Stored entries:
★ ★ ★ ★ ★ ★ ★

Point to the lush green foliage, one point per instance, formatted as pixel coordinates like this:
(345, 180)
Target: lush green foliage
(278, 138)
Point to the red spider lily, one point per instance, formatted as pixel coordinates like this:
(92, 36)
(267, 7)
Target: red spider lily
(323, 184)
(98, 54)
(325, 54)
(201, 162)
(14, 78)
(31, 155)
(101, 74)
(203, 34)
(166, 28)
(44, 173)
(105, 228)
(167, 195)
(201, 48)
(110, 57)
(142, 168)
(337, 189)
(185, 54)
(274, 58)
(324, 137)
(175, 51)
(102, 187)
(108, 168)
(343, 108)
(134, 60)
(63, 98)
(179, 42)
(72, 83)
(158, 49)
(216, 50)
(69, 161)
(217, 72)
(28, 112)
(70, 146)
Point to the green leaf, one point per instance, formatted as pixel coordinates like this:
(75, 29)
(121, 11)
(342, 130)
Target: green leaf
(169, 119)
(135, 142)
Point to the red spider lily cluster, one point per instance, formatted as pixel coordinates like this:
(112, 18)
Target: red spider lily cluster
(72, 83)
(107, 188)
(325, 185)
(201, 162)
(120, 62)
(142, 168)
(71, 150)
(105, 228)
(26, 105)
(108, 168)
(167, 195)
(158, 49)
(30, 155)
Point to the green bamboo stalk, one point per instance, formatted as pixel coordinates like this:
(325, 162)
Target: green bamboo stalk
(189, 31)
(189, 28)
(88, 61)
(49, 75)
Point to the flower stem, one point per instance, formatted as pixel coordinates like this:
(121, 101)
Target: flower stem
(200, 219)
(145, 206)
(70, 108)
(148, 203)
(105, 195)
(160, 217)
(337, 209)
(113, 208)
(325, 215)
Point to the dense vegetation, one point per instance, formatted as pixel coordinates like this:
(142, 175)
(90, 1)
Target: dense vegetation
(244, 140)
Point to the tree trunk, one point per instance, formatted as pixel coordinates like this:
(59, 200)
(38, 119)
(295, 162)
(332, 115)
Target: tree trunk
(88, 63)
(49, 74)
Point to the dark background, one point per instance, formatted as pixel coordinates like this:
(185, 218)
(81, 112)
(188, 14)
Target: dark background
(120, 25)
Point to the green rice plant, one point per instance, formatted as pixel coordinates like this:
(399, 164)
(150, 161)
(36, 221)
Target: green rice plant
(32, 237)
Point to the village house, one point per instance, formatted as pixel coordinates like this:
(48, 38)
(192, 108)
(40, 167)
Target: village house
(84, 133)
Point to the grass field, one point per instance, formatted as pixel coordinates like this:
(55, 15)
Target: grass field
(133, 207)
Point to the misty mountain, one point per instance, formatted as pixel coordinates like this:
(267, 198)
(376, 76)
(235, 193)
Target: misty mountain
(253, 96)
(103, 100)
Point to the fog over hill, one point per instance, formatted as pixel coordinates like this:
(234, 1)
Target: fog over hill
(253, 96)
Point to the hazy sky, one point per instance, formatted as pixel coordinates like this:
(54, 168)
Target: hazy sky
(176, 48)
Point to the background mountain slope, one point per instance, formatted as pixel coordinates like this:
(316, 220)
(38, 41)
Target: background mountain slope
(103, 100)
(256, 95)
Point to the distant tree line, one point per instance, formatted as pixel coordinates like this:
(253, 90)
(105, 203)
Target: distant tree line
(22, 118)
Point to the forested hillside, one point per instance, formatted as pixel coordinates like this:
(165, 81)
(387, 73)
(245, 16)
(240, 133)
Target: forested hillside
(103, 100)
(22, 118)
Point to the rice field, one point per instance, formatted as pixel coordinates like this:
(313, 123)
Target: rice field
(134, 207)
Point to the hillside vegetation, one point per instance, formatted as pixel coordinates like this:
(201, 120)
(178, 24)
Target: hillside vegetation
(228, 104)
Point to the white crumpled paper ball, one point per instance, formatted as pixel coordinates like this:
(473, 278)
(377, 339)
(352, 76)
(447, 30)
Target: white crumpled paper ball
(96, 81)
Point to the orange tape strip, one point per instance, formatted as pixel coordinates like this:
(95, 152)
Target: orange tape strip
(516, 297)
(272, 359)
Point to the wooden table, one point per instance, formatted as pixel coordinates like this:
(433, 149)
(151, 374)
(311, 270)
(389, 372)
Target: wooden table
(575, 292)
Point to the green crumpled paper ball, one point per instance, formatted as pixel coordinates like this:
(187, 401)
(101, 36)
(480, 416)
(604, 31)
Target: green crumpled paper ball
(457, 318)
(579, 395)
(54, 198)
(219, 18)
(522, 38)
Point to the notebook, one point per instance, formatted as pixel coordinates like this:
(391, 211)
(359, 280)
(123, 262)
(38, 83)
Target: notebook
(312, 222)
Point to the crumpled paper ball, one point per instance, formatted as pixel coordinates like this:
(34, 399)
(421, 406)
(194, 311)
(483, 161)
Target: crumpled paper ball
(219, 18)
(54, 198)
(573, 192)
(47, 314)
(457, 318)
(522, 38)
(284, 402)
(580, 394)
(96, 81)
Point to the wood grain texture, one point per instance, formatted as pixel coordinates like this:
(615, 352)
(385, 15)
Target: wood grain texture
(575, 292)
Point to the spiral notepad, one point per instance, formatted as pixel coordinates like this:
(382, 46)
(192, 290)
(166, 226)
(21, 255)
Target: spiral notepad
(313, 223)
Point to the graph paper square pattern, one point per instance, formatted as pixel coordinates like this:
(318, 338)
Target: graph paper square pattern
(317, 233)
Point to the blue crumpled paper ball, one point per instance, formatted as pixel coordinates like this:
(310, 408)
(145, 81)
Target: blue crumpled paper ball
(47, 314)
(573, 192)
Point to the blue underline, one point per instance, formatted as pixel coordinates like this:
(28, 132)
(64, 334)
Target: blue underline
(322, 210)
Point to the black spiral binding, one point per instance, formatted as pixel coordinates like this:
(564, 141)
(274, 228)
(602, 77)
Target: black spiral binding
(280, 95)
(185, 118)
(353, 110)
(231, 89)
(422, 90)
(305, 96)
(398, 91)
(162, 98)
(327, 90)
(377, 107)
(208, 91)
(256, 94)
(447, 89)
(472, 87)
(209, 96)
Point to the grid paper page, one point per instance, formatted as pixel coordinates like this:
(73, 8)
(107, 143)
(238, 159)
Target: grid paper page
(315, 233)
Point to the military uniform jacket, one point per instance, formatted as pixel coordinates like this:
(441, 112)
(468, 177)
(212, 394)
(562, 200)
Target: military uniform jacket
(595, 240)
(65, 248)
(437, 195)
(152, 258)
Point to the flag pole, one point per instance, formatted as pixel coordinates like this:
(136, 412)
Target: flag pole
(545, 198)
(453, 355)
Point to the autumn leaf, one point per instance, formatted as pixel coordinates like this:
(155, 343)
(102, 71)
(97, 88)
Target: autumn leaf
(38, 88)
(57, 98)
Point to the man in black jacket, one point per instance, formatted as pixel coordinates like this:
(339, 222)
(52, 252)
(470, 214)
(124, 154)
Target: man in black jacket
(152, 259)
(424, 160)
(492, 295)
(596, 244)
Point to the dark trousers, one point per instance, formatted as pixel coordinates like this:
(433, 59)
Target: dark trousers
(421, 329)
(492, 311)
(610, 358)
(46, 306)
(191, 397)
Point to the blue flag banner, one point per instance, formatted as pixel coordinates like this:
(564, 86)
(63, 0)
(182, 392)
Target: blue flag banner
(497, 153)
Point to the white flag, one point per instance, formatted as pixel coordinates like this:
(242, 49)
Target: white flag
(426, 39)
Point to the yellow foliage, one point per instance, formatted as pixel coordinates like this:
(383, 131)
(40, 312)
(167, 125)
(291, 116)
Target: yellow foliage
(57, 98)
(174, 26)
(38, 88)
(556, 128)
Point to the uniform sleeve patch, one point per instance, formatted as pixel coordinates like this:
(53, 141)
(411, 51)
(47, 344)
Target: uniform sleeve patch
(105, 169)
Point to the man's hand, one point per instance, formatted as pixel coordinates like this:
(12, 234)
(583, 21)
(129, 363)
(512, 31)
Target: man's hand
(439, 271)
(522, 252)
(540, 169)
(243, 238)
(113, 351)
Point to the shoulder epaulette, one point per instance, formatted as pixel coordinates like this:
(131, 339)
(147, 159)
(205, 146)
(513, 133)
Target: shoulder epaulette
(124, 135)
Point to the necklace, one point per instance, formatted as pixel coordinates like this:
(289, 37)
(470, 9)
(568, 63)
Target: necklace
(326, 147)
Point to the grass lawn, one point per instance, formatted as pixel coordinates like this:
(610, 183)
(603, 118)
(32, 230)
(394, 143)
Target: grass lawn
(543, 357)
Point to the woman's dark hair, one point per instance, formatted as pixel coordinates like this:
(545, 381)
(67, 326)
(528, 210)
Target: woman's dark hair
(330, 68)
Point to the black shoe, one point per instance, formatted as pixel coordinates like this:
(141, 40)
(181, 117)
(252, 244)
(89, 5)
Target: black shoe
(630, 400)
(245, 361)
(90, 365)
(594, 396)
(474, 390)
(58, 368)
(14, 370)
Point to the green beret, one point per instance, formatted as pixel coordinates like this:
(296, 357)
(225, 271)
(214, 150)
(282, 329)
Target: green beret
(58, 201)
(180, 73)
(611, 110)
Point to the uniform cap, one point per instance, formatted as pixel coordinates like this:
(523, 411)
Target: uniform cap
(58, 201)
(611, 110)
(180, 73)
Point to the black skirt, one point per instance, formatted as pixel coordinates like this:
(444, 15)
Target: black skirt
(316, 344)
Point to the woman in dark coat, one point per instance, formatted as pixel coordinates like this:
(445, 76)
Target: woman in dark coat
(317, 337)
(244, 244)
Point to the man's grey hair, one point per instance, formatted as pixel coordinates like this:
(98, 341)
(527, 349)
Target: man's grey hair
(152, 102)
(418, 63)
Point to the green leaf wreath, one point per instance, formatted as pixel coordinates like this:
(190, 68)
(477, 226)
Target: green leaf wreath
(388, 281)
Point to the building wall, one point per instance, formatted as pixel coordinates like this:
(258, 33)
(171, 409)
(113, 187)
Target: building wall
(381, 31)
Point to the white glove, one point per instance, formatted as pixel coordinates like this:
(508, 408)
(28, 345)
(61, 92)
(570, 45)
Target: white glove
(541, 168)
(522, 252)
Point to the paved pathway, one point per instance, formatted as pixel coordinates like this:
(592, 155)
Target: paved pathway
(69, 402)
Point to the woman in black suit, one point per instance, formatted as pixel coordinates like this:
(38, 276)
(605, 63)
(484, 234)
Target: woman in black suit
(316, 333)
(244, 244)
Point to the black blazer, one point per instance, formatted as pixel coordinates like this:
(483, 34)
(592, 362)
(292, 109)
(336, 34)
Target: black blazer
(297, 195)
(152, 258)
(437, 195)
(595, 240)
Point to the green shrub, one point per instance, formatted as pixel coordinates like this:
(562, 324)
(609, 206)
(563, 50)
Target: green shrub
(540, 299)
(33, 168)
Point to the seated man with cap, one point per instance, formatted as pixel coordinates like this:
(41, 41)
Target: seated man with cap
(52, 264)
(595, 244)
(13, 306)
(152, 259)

★ ★ ★ ★ ★ ★ ★

Work item –
Using the data above, repeat exactly the lines that begin at the line with "Point to the autumn" and end at the line with "Point to the blue flag", both ends included.

Answer box –
Point to the autumn leaf, one point per instance, formatted as pixel coordinates like this:
(155, 343)
(102, 71)
(97, 88)
Target: autumn leaf
(38, 88)
(57, 98)
Point to the man in black jacket, one point per instance, formatted as pixel coordinates like this:
(339, 222)
(52, 252)
(470, 214)
(124, 154)
Target: man in black jacket
(152, 259)
(424, 160)
(492, 295)
(596, 244)
Point to the dark trousers, one point per instance, formatted as pixel coordinates like this:
(433, 59)
Target: dark trousers
(421, 329)
(492, 311)
(610, 358)
(46, 306)
(191, 397)
Point to the blue flag banner, one point per instance, formatted as pixel coordinates like this:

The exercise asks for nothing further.